--- start Selection ---

This week on "CJ needs to gush about DAO": Morrigan's dark ritual.
I adore Origins because depending on how serious you take roleplay, every decision you make is a thread that leads back to your origin, and in this case of the ritual, who you choose to romance can have a major impact on how you handle this choice.
For context, my canon run is with a female Tabris who romances Alistair and keeps him as a Grey Warden, and is close friends with Morrigan. It's more in character for my Tabris to reject Morrigan's ritual and not even bring it up to Alistair, which would result in her leaving him behind while she makes the ultimate sacrifice in killing the archdemon... however, agreeing to convince Alistair to do the ritual with Morrigan is the only choice in the entire game where I break roleplay because I'm selfish and weak and I want Tabris to live.
I have a lot of strong feelings about the ritual, like it hurts me. It makes me want to chew on furniture. I can talk about it until I can talk no more. I so badly want to be strong enough to remain in character and reject the ritual.
Let me explain: Tabris survives an origin that deals with sexual assault. She gets kidnapped on her wedding day, she watches the other kidnapped women and her husband get murdered, and then is too late to save Shianni from being assaulted... and Tabris carries that trauma with her throughout the entire game.
If the way to save her life is to ask the two most important people she cares about; one being her lover and the other being her best friend; who she knows hate each other, to have dubiously consensual sex in order to make a baby to absorb the old god soul... she's saying no. The last thing Tabris would ever do is put someone into a sexual situation where consent is at all dubious after what she saw happen to Shianni and nearly happened to herself. She'd rather die than force that upon Alistair and Morrigan.
That's what I mean when I say origin affects everything; I know some will side eye that with "Really? Your warden would rather die than let Alistair sleep with another woman? It's one time, and Alistair agrees to it, so no one needs to die?"
Let me be clear in saying this isn't a "Morrigan slept with my man" issue. Sure, that part's awkward and it sucks, but that's not even breaking water tension, let alone diving into the deep waters to the core of the issue.
For my Tabris, this is about betrayal, consent, and accepting fate.

--- end Selection ---
--- start Entries supplied ---

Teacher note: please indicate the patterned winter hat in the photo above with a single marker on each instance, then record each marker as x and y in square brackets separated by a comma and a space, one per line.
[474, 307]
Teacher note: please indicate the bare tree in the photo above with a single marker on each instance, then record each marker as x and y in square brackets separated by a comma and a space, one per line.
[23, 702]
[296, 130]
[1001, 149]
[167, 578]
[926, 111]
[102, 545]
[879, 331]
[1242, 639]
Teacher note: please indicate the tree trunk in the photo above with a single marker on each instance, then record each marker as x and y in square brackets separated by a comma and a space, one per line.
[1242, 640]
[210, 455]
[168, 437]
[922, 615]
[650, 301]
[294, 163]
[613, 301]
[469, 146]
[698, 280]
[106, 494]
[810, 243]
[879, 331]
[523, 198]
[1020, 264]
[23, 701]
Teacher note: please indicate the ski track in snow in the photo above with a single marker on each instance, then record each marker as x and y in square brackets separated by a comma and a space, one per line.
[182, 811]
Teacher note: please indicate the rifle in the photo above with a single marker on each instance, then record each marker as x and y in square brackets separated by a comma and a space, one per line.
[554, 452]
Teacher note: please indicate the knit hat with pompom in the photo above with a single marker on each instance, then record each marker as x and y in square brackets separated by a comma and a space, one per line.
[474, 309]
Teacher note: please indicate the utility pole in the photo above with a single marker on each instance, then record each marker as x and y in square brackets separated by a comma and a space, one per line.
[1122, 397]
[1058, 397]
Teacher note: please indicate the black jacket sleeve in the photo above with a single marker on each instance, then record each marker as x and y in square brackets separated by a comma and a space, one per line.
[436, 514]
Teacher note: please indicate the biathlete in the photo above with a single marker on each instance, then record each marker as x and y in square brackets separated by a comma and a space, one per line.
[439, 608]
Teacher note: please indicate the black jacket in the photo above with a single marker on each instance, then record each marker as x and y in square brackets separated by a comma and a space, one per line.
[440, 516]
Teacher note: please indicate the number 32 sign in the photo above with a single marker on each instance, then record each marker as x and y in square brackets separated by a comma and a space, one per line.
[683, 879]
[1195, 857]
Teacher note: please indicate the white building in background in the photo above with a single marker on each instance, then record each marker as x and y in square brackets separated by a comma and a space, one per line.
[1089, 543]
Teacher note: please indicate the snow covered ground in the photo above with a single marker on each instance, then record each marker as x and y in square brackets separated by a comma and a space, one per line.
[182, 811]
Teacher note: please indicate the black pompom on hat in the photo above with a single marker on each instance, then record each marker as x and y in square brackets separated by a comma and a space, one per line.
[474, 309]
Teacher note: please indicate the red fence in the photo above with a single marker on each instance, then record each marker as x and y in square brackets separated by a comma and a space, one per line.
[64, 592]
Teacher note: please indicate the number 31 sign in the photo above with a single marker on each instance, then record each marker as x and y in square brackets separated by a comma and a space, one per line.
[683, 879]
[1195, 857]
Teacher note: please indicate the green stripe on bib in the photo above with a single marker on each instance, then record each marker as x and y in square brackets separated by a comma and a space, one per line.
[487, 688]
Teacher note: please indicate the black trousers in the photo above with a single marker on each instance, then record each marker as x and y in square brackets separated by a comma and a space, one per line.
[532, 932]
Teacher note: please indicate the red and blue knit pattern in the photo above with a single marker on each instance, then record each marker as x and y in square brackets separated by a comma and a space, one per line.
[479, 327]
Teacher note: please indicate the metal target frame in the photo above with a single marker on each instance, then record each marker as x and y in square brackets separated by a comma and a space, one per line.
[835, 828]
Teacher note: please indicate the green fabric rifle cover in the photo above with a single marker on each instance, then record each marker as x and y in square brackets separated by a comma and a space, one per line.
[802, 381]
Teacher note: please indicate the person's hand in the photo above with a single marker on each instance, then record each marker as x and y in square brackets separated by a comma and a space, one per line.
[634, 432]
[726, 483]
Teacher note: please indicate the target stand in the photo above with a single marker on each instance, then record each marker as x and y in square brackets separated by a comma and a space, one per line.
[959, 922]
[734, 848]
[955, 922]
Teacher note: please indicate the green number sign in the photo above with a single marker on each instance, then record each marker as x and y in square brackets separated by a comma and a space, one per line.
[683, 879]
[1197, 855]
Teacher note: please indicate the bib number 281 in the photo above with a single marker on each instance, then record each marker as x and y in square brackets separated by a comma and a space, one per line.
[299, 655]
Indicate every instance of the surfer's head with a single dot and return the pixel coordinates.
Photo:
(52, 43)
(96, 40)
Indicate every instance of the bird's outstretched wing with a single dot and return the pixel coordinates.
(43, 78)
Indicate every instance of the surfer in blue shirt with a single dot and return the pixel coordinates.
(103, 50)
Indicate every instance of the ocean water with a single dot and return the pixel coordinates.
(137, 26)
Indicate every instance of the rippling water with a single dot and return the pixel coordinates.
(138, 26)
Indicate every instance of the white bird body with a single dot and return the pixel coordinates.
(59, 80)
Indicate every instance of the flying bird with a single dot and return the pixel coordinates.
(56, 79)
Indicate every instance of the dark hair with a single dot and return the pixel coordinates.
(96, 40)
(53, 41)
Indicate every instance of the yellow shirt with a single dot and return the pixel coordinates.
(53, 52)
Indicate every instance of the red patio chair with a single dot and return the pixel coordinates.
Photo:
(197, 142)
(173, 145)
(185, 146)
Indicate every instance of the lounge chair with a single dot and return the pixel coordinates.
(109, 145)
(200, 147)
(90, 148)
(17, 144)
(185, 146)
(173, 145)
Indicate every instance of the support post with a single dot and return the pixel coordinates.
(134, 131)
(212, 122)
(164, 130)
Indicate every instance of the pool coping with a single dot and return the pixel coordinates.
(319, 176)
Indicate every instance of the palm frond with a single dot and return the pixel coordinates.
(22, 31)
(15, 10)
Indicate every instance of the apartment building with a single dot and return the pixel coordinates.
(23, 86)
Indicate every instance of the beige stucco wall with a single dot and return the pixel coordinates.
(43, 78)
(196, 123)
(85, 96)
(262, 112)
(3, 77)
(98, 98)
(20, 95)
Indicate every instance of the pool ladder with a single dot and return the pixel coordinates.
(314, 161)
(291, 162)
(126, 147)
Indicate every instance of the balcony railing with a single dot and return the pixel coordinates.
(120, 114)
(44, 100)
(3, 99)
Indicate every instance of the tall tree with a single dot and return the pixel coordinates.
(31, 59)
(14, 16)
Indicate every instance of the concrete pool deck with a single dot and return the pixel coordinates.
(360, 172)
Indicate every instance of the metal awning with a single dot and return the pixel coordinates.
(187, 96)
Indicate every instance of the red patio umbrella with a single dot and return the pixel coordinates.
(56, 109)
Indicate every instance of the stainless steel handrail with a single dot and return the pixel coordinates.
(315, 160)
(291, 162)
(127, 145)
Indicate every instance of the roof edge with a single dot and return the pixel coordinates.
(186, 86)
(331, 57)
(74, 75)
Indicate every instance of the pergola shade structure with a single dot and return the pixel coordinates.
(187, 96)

--- end Entries supplied ---

*Required tasks*.
A: Rename "pool ladder" to "swimming pool ladder" in the records, starting at the line that contains "Indicate every instance of the beige" and ending at the last line of the records, and write out only those lines with everything else left as it is.
B: Write what comes next in the post about Morrigan's ritual in Dragon Age: Origins, picking up after its final sentence.
The records have no connection to the text.

*Task-by-task answers*.
A:
Indicate every instance of the beige stucco wall with a single dot and return the pixel coordinates.
(43, 78)
(196, 123)
(85, 96)
(262, 112)
(3, 77)
(98, 98)
(20, 95)
Indicate every instance of the swimming pool ladder with a single dot and return the pixel coordinates.
(314, 161)
(291, 162)
(126, 147)
Indicate every instance of the balcony railing with a single dot and return the pixel coordinates.
(120, 114)
(44, 100)
(3, 99)
Indicate every instance of the tall tree with a single dot and return the pixel coordinates.
(31, 59)
(14, 16)
Indicate every instance of the concrete pool deck with a single dot and return the pixel coordinates.
(360, 172)
Indicate every instance of the metal awning with a single dot and return the pixel coordinates.
(187, 96)
Indicate every instance of the red patio umbrella with a single dot and return the pixel coordinates.
(56, 109)
Indicate every instance of the stainless steel handrail with a single dot and return the pixel coordinates.
(315, 160)
(291, 162)
(127, 145)
Indicate every instance of the roof edge with a single dot and return the pixel coordinates.
(186, 86)
(331, 57)
(74, 75)
Indicate every instance of the pergola shade structure with a single dot and return the pixel coordinates.
(187, 96)

B:
The person offering Tabris this deal is someone she thought of as a trusted friend who has actually been lying to her the entire time. It doesn't matter what Morrigan's intentions are now or if she genuinely wants to save the wardens. She knew from the beginning why Flemeth sent her with them, she admits as much. She knew a warden would need to make the ultimate sacrifice and then leveraged that to get what she wants. Morrigan waited until the night before, when Alistair and the warden learn one of them has to die to defeat the archdemon, and took advantage of the high running emotions and possibly the fear of dying to make the warden agree to her ritual.
At least, that's how my Tabris interprets this confrontation. She feels betrayed by someone she came to love like a sister and went out of her way to help Morrigan with her mother upon learning what's in Flemeth's grimoire. And then that someone tells her no one needs to die, she just needs to convince Alistair to sleep with her... which is a huge fucking problem.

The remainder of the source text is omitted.